(Text section):

- Allegiance: United Kingdom
- Branch: British Army
- Service years: 1993–present
- Rank: Lieutenant General
- Unit: Royal Electrical and Mechanical Engineers
- Conflicts: War in Afghanistan
- Awards: Knight Commander of the Order of the British Empire

= Simon Hamilton (British Army officer) =

British Army general

Lieutenant General Sir Simon Peter Hamilton is a senior British Army officer. He has been appointed Deputy Chief of the General Staff since April 2026.

==Military career==
On 14 April 1995, having attended the Royal Military Academy, Sandhurst, Hamilton was commissioned into the Royal Electrical and Mechanical Engineers, British Army, as a second lieutenant with seniority in that rank from 2 January 1993. He was promoted to lieutenant on 14
April 1995, with seniority from 2 January 1995. He was promoted to captain on 2 January 1998, to major on 31 July 2003, and to lieutenant colonel on 30 June 2009.

(Written task 1): Summarize the Simon Hamilton article in two sentences.
(Written task 2): Pick up the Simon Hamilton article after its last sentence and keep writing.

(Listing):
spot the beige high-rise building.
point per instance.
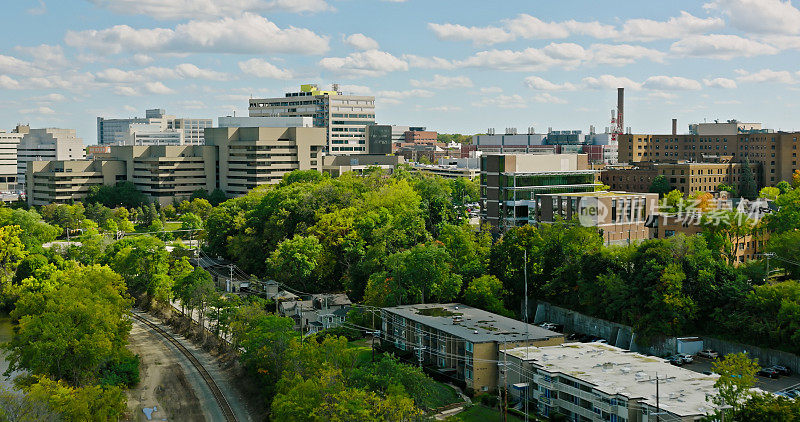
(253, 156)
(235, 160)
(344, 117)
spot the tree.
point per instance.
(748, 188)
(660, 185)
(486, 292)
(737, 375)
(59, 339)
(295, 261)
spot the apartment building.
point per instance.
(593, 382)
(685, 176)
(344, 117)
(47, 145)
(457, 340)
(776, 152)
(9, 142)
(122, 131)
(510, 184)
(620, 217)
(253, 156)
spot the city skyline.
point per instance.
(514, 65)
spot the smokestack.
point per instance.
(620, 107)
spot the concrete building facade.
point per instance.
(344, 117)
(47, 145)
(510, 184)
(457, 340)
(253, 156)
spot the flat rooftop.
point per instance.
(472, 324)
(616, 371)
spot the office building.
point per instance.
(596, 382)
(620, 217)
(336, 165)
(457, 340)
(685, 176)
(253, 156)
(164, 173)
(776, 152)
(47, 145)
(119, 131)
(510, 183)
(344, 117)
(9, 142)
(244, 121)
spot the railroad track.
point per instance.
(212, 385)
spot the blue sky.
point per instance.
(452, 65)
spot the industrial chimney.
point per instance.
(620, 107)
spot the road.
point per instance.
(766, 384)
(173, 385)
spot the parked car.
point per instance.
(768, 373)
(675, 360)
(708, 353)
(782, 369)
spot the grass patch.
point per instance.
(481, 414)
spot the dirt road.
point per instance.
(171, 385)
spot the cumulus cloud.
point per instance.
(361, 42)
(246, 34)
(767, 75)
(720, 83)
(444, 82)
(177, 9)
(263, 69)
(671, 83)
(718, 46)
(541, 84)
(364, 63)
(759, 16)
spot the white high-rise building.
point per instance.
(345, 117)
(47, 145)
(8, 157)
(118, 131)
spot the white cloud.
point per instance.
(767, 75)
(670, 83)
(760, 16)
(605, 82)
(263, 69)
(7, 82)
(718, 46)
(38, 110)
(530, 27)
(491, 90)
(247, 34)
(502, 101)
(676, 27)
(486, 35)
(364, 63)
(361, 42)
(178, 9)
(541, 84)
(548, 98)
(158, 88)
(444, 82)
(720, 83)
(428, 62)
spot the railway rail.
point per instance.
(227, 411)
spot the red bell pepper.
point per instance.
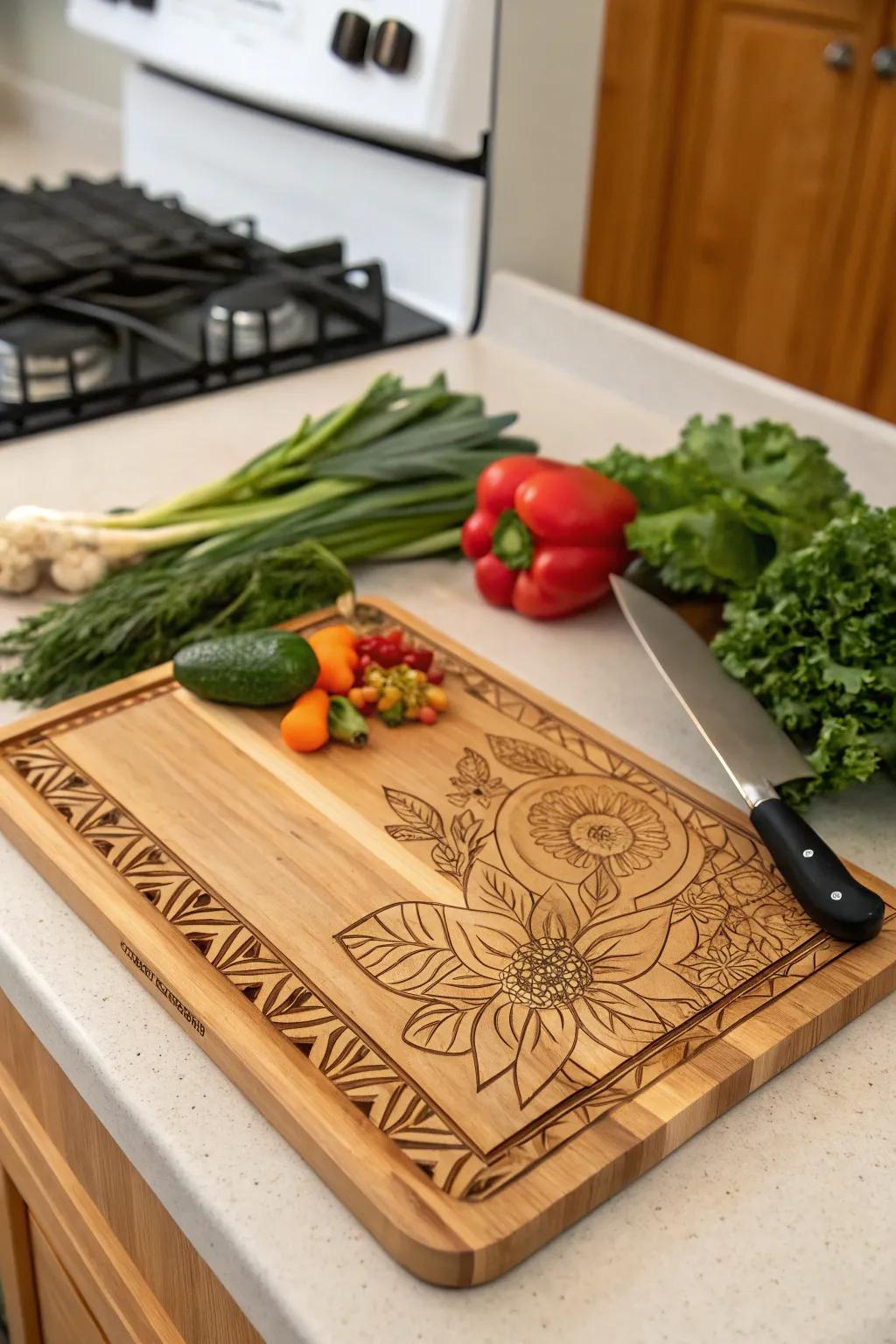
(547, 536)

(Exercise output 1): Lieutenant General Sir Simon Peter Hamilton is a senior British Army officer who has been Deputy Chief of the General Staff since April 2026. After attending the Royal Military Academy, Sandhurst, he was commissioned into the Royal Electrical and Mechanical Engineers on 14 April 1995 and was promoted through the ranks to lieutenant colonel on 30 June 2009.

(Exercise output 2):
He was appointed Head of Vehicle Support at Defence Equipment and Support in 2017, the British Army's Director of Logistics Support and Engineering in 2019, and Director General Land at Defence Equipment and Support in 2024.

Hamilton went on to be Interim CEO at Defence Equipment and Support in October 2025. He was appointed Deputy Chief of the General Staff in April 2026. On 1 April 2026, he was appointed Master General of the Corps of Royal Electrical and Mechanical Engineers, the ceremonial head of the corps.

He was appointed a Commander of the Order of the British Empire (CBE) in the 2018 Birthday Honours. He was advanced to a Knight Commander of the Order of the British Empire (KBE) in the 2026 Birthday Honours, and therefore granted the title sir.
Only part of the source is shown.